Tujuan Tugas:
a) Sebutkan semua tarif retribusi harian di Pasar Blauran I menurut artikel e-retribusi pasar, beserta jenis tempat usahanya.
b) Apakah pernyataan berikut sesuai dengan artikel e-retribusi pasar? Jawab ya atau tidak untuk masing-masing, lalu kutip kata-kata artikel yang menentukan. (i) Pasar Blauran I menjadi proyek percontohan e-retribusi sejak Februari 2018. (ii) Sistem e-retribusi pelayanan pasar digagas oleh Dinas Perdagangan. (iii) Suyana menagih setiap pedagang seminggu sekali.
c) Lanjutkan artikel e-retribusi pasar dari kalimat terakhirnya.

=== Kutipan Pilihan ===

Simbok Pasar Pun Melek Digital
Di zaman serba cepat, sentuhan teknologi mesti dimanfaatkan demi efisiensi dan efektivitas pembangunan daerah. Tidak hanya mencegah kebocoran kas keuangan, tetapi juga wujud kemudahan layanan publik. Di Jawa Tengah, langkah itu sudah dan akan terus berjalan.
Di tengah hiruk pikuk Pasar Blauran I, Kota Salatiga, Jawa Tengah, Senin (5/11/2018) pagi, Suyana gesit melintasi jalur sempit di sela-sela los pedagang. Petugas penarik retribusi itu berkeliling pasar menenteng alat penangkap data elektronik (EDC), serupa mesin gesek kartu kredit atau debit.
Di depan salah satu los, langkah Suyana berhenti. Maksud kedatangannya sudah dipahami pedagang. Kartu e-retribusi (retribusi elektronik) pelayanan pasar milik pedagang ditempelkannya ke mesin. Transaksi sukses, setruk bukti pembayaran pun tercetak dan diserahkan ke pedagang. Suyana bergegas pergi.
”Tak mudah membiasakan pedagang pasar tradisional beralih ke e-retribusi, terutama yang sudah tua. Sebab, merasa berat mengisi saldo langsung sebulan. Sebelumnya, mereka biasa bayar harian. Padahal, sebenarnya sama saja,” ujar Suyana.
Sejak Februari 2018, Pasar Blauran I dan Pasar Salatiga menjadi proyek percontohan penerapan e-retribusi pelayanan pasar di kota itu. Sistem itu digagas Bank Jateng sebagai bagian inovasi layanan publik pemerintahan. Dengan itu, potensi kebocoran retribusi ditekan. Laporan dari setiap transaksi cepat dan akurat.
Hanya saja, perubahan kebiasaan pembayaran dari sistem lama ke elektronik memang tak mudah. Suyana mencontohkan, pedagang dengan banyak los biasanya sulit ditagih. Sebab, utang pedagang secara otomatis terakumulasi di sistem. Merasa berat, akhirnya berutang, lalu menunggak. Beberapa di antara mereka sempat mendapat surat teguran Dinas Perdagangan.
Meski begitu, Suyana tetap semangat. Sebab, tak sedikit juga pedagang yang patuh membayar. Setiap pedagang akan ditagih tiga hari sekali olehnya dengan jumlah tagihan yang otomatis menyesuaikan.
Di Pasar Blauran I, tarif retribusi yang dibayarkan Rp 690 per hari untuk los, Rp 3.360 per hari untuk kios, dan Rp 5.600 per hari untuk ruko. Sebanyak 764 pedagang dapat mengisi ulang kartu di kantor unit pelaksana teknis daerah (UPTD) karena ada petugas Bank Jateng yang datang tiga hari dalam sebulan.

=== Baris Tersedia ===

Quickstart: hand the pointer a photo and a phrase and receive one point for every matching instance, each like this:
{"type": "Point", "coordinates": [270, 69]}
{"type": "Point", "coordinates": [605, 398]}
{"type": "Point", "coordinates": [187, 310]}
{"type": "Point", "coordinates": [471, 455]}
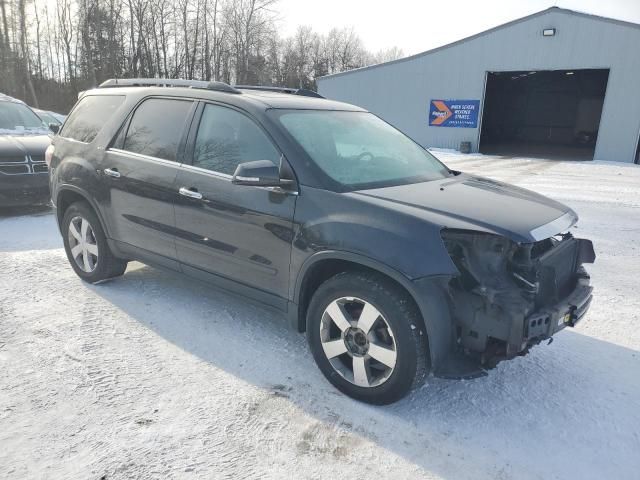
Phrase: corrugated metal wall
{"type": "Point", "coordinates": [400, 92]}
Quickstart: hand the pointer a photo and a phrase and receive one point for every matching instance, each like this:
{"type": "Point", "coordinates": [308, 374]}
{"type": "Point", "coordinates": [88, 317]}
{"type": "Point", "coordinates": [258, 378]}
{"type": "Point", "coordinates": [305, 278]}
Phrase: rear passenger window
{"type": "Point", "coordinates": [88, 117]}
{"type": "Point", "coordinates": [227, 138]}
{"type": "Point", "coordinates": [156, 128]}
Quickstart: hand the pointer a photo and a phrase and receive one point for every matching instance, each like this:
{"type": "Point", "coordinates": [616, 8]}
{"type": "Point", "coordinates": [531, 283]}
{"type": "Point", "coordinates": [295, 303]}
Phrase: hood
{"type": "Point", "coordinates": [19, 146]}
{"type": "Point", "coordinates": [475, 203]}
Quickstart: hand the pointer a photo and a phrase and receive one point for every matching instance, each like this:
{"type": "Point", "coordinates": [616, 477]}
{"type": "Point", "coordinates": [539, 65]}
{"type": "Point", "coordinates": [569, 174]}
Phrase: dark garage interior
{"type": "Point", "coordinates": [550, 114]}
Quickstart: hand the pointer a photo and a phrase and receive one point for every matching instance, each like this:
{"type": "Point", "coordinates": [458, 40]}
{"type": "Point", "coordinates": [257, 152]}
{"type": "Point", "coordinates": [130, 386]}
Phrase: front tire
{"type": "Point", "coordinates": [86, 245]}
{"type": "Point", "coordinates": [367, 338]}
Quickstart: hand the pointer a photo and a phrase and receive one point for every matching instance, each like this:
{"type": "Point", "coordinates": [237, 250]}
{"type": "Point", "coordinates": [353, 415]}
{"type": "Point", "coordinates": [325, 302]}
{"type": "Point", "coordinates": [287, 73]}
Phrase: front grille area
{"type": "Point", "coordinates": [556, 270]}
{"type": "Point", "coordinates": [14, 169]}
{"type": "Point", "coordinates": [14, 159]}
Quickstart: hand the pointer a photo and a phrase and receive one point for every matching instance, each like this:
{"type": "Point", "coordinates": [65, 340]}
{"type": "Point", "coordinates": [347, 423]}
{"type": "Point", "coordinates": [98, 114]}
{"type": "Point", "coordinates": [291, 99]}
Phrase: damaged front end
{"type": "Point", "coordinates": [510, 296]}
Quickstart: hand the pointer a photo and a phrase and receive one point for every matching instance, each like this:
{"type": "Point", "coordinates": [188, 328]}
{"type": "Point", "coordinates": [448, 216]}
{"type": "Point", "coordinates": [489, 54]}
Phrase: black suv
{"type": "Point", "coordinates": [393, 264]}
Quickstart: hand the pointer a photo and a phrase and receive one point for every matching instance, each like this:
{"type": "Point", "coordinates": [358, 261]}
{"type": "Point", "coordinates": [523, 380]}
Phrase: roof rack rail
{"type": "Point", "coordinates": [168, 82]}
{"type": "Point", "coordinates": [293, 91]}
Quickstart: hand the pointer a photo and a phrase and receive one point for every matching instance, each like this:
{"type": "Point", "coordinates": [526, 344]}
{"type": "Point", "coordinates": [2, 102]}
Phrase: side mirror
{"type": "Point", "coordinates": [260, 173]}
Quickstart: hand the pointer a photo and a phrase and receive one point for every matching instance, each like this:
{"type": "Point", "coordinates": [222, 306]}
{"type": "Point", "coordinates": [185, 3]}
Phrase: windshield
{"type": "Point", "coordinates": [47, 117]}
{"type": "Point", "coordinates": [359, 150]}
{"type": "Point", "coordinates": [18, 119]}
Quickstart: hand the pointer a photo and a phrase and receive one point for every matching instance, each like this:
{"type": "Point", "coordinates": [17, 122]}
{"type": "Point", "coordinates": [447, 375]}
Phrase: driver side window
{"type": "Point", "coordinates": [227, 138]}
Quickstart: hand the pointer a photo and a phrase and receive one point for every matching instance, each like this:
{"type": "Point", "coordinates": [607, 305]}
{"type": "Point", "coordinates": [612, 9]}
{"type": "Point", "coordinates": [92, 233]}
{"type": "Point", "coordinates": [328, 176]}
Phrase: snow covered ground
{"type": "Point", "coordinates": [156, 376]}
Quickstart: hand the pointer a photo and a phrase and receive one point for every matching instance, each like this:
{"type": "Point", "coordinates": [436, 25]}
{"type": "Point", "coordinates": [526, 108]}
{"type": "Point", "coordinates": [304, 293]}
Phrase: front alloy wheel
{"type": "Point", "coordinates": [367, 336]}
{"type": "Point", "coordinates": [358, 341]}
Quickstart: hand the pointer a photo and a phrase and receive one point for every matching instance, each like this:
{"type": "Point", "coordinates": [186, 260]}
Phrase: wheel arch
{"type": "Point", "coordinates": [69, 194]}
{"type": "Point", "coordinates": [427, 293]}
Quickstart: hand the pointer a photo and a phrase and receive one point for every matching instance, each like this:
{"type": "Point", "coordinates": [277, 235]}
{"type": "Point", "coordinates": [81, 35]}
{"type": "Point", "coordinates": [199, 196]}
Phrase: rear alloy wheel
{"type": "Point", "coordinates": [86, 245]}
{"type": "Point", "coordinates": [367, 337]}
{"type": "Point", "coordinates": [82, 241]}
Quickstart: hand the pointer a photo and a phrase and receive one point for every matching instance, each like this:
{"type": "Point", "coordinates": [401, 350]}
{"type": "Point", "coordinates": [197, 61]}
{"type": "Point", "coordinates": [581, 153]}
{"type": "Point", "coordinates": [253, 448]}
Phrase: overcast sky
{"type": "Point", "coordinates": [419, 25]}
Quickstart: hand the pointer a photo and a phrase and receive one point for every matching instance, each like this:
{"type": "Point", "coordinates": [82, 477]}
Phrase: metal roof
{"type": "Point", "coordinates": [486, 32]}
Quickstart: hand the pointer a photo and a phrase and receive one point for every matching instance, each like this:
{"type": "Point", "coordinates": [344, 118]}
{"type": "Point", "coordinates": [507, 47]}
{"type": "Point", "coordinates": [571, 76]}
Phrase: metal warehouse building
{"type": "Point", "coordinates": [557, 83]}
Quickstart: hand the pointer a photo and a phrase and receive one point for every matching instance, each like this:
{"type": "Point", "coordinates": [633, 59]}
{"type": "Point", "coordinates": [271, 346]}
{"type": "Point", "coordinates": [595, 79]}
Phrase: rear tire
{"type": "Point", "coordinates": [86, 245]}
{"type": "Point", "coordinates": [367, 337]}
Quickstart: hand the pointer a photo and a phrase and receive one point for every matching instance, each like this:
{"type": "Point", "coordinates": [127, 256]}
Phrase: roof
{"type": "Point", "coordinates": [7, 98]}
{"type": "Point", "coordinates": [256, 99]}
{"type": "Point", "coordinates": [486, 32]}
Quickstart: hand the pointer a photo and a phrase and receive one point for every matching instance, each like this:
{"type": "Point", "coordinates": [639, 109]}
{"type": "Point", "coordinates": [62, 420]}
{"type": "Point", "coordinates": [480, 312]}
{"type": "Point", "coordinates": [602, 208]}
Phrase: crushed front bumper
{"type": "Point", "coordinates": [566, 313]}
{"type": "Point", "coordinates": [508, 299]}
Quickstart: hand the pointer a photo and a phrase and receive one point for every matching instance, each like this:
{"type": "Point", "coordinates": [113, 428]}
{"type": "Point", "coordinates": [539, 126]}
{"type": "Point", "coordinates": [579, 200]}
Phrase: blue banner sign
{"type": "Point", "coordinates": [454, 113]}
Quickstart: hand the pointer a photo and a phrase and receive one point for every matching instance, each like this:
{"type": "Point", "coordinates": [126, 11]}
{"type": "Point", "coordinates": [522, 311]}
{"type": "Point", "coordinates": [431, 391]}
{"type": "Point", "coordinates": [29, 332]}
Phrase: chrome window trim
{"type": "Point", "coordinates": [213, 173]}
{"type": "Point", "coordinates": [141, 156]}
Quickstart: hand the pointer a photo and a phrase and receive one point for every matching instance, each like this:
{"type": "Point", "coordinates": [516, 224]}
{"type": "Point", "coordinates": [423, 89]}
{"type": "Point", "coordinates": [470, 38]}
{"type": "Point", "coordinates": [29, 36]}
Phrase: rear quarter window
{"type": "Point", "coordinates": [89, 115]}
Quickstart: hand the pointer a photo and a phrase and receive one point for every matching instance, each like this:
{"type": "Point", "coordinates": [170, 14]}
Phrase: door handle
{"type": "Point", "coordinates": [186, 192]}
{"type": "Point", "coordinates": [112, 172]}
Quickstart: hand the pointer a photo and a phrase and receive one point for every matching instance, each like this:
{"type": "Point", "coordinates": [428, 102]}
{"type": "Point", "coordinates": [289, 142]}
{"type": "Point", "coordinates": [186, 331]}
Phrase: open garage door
{"type": "Point", "coordinates": [550, 113]}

===

Daftar Jawaban:
a)
- Los: Rp 690 per hari
- Kios: Rp 3.360 per hari
- Ruko: Rp 5.600 per hari

b)
(i) Ya: "Sejak Februari 2018, Pasar Blauran I dan Pasar Salatiga menjadi proyek percontohan penerapan e-retribusi pelayanan pasar di kota itu."
(ii) Tidak: "Sistem itu digagas Bank Jateng sebagai bagian inovasi layanan publik pemerintahan."
(iii) Tidak: "Setiap pedagang akan ditagih tiga hari sekali olehnya"

c)
Puji Rahayu (48), pedagang di Pasar Blauran I, mengatakan, ia tak terlalu kesulitan dengan sistem e-retribusi. Bahkan, cenderung memudahkan karena praktis, tanpa perlu uang tunai. Kuncinya, pedagang jangan sampai lupa mengisi ulang kartu.
Namun, Surat, pedagang tahu, belum terbiasa dengan sistem itu. ”Sudah biasa pakai karcis. Sebelumnya, kalau libur berdagang tak ditagih, tetapi sekarang dagang atau tidak tetap ada tagihan. Belum terbiasa saja,” ujarnya.
Tepat sasaran
Kepala Bidang Pasar Dinas Perdagangan Kota Salatiga Dian Khorina mengatakan, tarif yang ditarik antara e-retribusi dan cara konvensional sebenarnya sama. Namun, dengan sistem baru, akurasi nominal pendapatan pasar lebih tepat.
”Dengan cara konvensional, kemungkinan bocor itu ada. Selain itu, misalnya, tagihan Rp 1.260, tentu tidak ada uang tunai Rp 60. Jadi, dibulatkan Rp 1.500 misalnya. Dengan e-retribusi, lebih tertib. Jumlah yang ditarik persis sesuai tagihan,” ujar Dian.
Pihaknya berkoordinasi dengan Bank Jateng untuk mengatasi sejumlah kendala. Sebab, para pedagang enggan repot antre di bank yang memakan waktu berjualan. Karena itu, kemudahan diberikan untuk isi ulang kartu.
Selain kehadiran petugas Bank Jateng ke UPTD di pasar, mobil kas keliling juga menyambangi Pasar Pagi Salatiga pada Senin pekan pertama setiap bulan. ”Di Pasar Pagi, pengisian kartu lebih tertib karena dilakukan kolektif oleh setiap kelompok di paguyuban. Jadi, melalui ketua kelompok mereka,” kata Dian.
Ia menyadari, butuh waktu membiasakan pedagang menggunakan sistem e-retribusi. Sosialisasi gencar dilakukan, termasuk membagikan suvenir bagi pedagang yang mengisi ulang kartu. Pada 2019, ditargetkan 17 pasar di Salatiga menerapkan sistem itu.
Selain retribusi pasar, optimalisasi pendapatan daerah lain di Jateng dengan penerapan pembayaran Pajak Bumi dan Bangunan berbasis digital (e-PBB), salah satunya di Kabupaten Pemalang. Mulai April 2018, Pemkab Pemalang, bekerja sama dengan Bank Jateng, memberlakukan e-PBB demi meningkatkan sistem pengendalian internal.
Kepala Subbidang Pelaporan Badan Pendapatan Daerah Kabupaten Pemalang Bambang Eka Riyanto mengatakan, selama ini rantai pembayaran PBB terlalu panjang. Dari kelompok masyarakat tingkat terkecil, kepala dusun, petugas desa, kecamatan, baru disetor ke bank.
”Kami mencoba memangkas itu. Kini, petugas pemungut di tingkat desa bisa langsung membayarkannya ke bank karena diberi ID Billing,” kata Bambang.
Jika sudah dibayarkan, pemungut PBB bisa mengambil bukti pembayaran ke Bapenda. Ke depan, bukti pembayaran PBB dapat diambil di kecamatan. Secara berangsur, masyarakat diharap membayar mandiri lewat bank.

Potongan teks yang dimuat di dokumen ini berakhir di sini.